Exercise aim: How many of the lines below contain the string "item"? Reply with the number alone.

Record set:
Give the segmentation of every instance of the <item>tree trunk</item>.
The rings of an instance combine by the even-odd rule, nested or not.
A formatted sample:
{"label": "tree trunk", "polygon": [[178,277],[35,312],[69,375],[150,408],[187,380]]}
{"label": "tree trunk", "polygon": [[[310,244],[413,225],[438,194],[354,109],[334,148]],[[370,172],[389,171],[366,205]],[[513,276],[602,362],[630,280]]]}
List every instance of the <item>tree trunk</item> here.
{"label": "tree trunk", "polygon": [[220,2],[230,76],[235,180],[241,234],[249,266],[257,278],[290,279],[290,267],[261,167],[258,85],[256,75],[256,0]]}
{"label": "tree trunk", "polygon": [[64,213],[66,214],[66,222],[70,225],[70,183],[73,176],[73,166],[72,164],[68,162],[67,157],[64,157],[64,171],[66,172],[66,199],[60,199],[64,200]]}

Result: 2